[Task data]
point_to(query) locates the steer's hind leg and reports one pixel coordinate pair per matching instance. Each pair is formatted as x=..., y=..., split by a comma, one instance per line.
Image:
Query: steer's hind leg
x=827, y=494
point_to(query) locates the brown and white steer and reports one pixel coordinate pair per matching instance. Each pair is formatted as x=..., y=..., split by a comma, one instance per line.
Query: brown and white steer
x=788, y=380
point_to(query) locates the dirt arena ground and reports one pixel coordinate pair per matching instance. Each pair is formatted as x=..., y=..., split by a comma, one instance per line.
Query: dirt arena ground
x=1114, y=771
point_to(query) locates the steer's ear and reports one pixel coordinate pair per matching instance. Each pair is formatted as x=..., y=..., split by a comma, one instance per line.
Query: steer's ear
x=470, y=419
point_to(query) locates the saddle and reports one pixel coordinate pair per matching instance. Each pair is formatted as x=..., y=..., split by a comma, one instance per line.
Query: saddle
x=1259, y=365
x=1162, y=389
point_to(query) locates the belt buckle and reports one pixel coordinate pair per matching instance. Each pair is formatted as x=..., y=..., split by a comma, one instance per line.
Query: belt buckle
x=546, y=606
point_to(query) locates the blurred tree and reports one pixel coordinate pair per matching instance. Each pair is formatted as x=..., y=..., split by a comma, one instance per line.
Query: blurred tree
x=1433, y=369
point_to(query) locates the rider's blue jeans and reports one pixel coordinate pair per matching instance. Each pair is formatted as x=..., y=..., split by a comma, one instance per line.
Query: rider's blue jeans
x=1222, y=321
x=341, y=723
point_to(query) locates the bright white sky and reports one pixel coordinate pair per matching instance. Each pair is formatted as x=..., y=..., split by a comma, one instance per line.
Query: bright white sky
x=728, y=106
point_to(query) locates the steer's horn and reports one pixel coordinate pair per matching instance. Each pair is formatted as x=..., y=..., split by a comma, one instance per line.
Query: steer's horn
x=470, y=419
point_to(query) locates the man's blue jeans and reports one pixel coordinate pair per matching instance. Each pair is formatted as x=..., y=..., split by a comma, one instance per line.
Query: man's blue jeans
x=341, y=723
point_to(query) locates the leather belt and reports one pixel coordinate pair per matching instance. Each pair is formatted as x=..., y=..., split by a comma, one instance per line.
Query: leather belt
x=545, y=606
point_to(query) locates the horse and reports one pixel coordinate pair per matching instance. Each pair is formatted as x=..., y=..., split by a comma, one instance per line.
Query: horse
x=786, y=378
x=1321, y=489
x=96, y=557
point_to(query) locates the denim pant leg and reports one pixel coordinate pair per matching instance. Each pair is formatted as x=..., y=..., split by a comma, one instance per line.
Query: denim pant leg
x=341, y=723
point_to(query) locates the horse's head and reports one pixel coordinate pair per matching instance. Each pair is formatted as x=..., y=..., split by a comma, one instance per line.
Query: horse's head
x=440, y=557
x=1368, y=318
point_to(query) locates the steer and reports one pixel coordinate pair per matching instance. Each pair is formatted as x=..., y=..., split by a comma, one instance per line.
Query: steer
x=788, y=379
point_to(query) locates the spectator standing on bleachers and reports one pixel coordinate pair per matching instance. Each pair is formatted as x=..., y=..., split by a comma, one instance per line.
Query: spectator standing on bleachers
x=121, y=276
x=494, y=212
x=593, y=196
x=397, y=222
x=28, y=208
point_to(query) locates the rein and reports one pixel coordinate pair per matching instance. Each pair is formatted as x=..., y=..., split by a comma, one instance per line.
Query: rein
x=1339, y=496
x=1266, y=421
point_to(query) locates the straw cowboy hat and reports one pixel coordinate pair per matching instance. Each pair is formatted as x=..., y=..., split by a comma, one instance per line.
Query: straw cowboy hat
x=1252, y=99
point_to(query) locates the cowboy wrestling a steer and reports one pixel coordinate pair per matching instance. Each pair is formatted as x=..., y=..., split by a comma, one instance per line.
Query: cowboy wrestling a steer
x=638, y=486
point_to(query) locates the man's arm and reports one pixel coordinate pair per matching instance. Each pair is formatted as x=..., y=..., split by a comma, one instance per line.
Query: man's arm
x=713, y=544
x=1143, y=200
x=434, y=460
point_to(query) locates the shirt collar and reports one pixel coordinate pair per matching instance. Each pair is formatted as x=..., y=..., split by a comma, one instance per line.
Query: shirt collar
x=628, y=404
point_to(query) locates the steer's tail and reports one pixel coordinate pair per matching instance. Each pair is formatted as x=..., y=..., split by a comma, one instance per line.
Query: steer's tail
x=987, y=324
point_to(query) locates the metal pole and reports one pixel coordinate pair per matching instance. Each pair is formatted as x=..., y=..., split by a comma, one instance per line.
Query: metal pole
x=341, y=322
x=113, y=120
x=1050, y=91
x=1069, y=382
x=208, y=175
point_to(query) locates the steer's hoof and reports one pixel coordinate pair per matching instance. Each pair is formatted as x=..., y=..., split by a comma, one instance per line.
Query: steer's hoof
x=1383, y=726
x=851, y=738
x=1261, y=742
[/Task data]
Write out the records again, exactly as given.

point_to(query) locates the steer's hind leg and reports one pixel coordinate pair per matching instance. Each pair is formatted as x=..., y=..., split by a comma, one instance per line.
Image:
Query: steer's hind leg
x=827, y=494
point_to(query) locates the brown and white steer and reports one pixel coordinate pair per matching instance. Each pair is formatted as x=..., y=..., split by a comma, one instance per line.
Query: brown and white steer
x=788, y=380
point_to(query) locates the dirt arena ground and reports one pixel coordinate pair per matching instance. Each pair is formatted as x=..., y=..., split by a comma, one instance per line.
Query: dirt arena ground
x=1114, y=771
point_to(query) locates the steer's ear and reports one pixel coordinate pair per matching instance. Each pair is formatted as x=..., y=..., split by a comma, one instance per line.
Query: steer's ear
x=470, y=419
point_to(query) locates the saddle and reports one pixel coordinate pair per matching instance. Each pair is formatted as x=..., y=..., split by a comma, one instance per line.
Query: saddle
x=1259, y=365
x=1162, y=389
point_to(query) locates the belt buckle and reports one pixel coordinate pair per matching instance. Each pair is formatted as x=..., y=..., split by a comma, one instance per line.
Query: belt buckle
x=546, y=606
point_to(query) locates the blurred tree and reports one pixel coordinate pair per matching instance. Each pair is formatted as x=..., y=..., split by a comma, one instance per line.
Query: blurred tree
x=1433, y=369
point_to(query) locates the rider's blue jeans and reports one pixel coordinate pair per matching instance. Each pair is formatted as x=..., y=..., split by a comma, one instance per line.
Query: rider's blue jeans
x=1222, y=321
x=341, y=723
point_to(query) locates the bright white sky and reports one pixel coordinate pair per matching instance. Each pair is formatted as x=..., y=..., split by a comma, one instance per line.
Query: bright white sky
x=728, y=106
point_to(query) locates the steer's horn and reports one pixel coordinate pair per matching instance. Each pair is formatted as x=..., y=..., split by a comma, one instance per line.
Query: steer's horn
x=470, y=419
point_to(query) locates the man's blue jeans and reports one pixel coordinate pair per matching instance. Each pair is formatted as x=..., y=..., split by a comma, one instance per line.
Query: man's blue jeans
x=341, y=723
point_to(query) locates the leather belt and reports one pixel coordinate pair per matching instance. Each pair is formatted as x=..., y=..., split by a comma, one instance per line.
Query: leather belt
x=545, y=606
point_to(query) locates the horse and reports one pixel coordinate pair per matching instance. Each pair is formatted as x=..., y=..., split by a comma, one instance per line.
Query: horse
x=786, y=378
x=1321, y=489
x=96, y=557
point_to(query) locates the denim pant leg and reports one pixel coordinate pair per matching instance. Each pair is formatted as x=..., y=..., split by a comma, one instance per line.
Query: denim pant leg
x=341, y=723
point_to(query) locates the horse's head and reports one pixel coordinate pair per matching instance. Each pair is formatted as x=..., y=..., split by a comma, one instance per line.
Query: horse's head
x=440, y=557
x=1368, y=318
point_to(query) locates the steer and reports one pixel coordinate pair per matching instance. Each pair is formatted as x=..., y=..., split by a comma, one instance per line.
Query: steer
x=788, y=379
point_to(query) locates the spectator standing on bleachers and reports one pixel coordinate pair per matching instance. Each pair is formatted as x=..., y=..., split by a comma, one instance per line.
Query: spectator standing on bleachers
x=121, y=276
x=494, y=212
x=593, y=196
x=397, y=222
x=28, y=208
point_to(query) locates the rein and reports one pixel coordinate pair per matching instance. Each pair is formatted as x=..., y=..., split by a comma, one instance per line.
Query: rein
x=1339, y=496
x=1266, y=421
point_to(query) locates the straw cowboy hat and reports one pixel coordinate pair per matching instance. Each pair is formatted as x=..., y=..., split by a comma, one instance per line.
Query: straw cowboy hat
x=1252, y=99
point_to(query) locates the cowboy wrestling a steer and reports one pixel coordinate pair per matching instance. Each pair is formatted as x=..., y=..., split by a comma, one instance per line.
Query: cowboy wrestling a steer
x=638, y=486
point_to(query) locates the man's arm and reports one pixel coordinate pair per matching instance. Each pair is formatted as x=..., y=..., split by a comma, one instance per line.
Query: man's arm
x=713, y=544
x=1143, y=200
x=434, y=460
point_to(query) locates the shirt collar and reports one pixel coordinate pair per matching instance. Each pair is formatted as x=..., y=..., split by a comma, one instance per line.
Query: shirt collar
x=628, y=404
point_to(query) locates the steer's tail and reports one pixel coordinate pair per matching instance. Each pair is formatted as x=..., y=..., split by a comma, one instance per line.
Query: steer's tail
x=987, y=324
point_to(query) locates the metal pole and reports one pixel coordinate pair per matching instance. Each pair is formatted as x=..., y=..., split by a comma, one instance per line.
Query: metal pole
x=341, y=322
x=113, y=120
x=1050, y=91
x=1069, y=382
x=208, y=175
point_to(query) locates the steer's hoof and reports one pixel coordinate pair per matching instance. Each pair is formatted as x=..., y=..., split by a comma, one instance per line.
Query: steer's hoof
x=1383, y=726
x=851, y=738
x=1261, y=742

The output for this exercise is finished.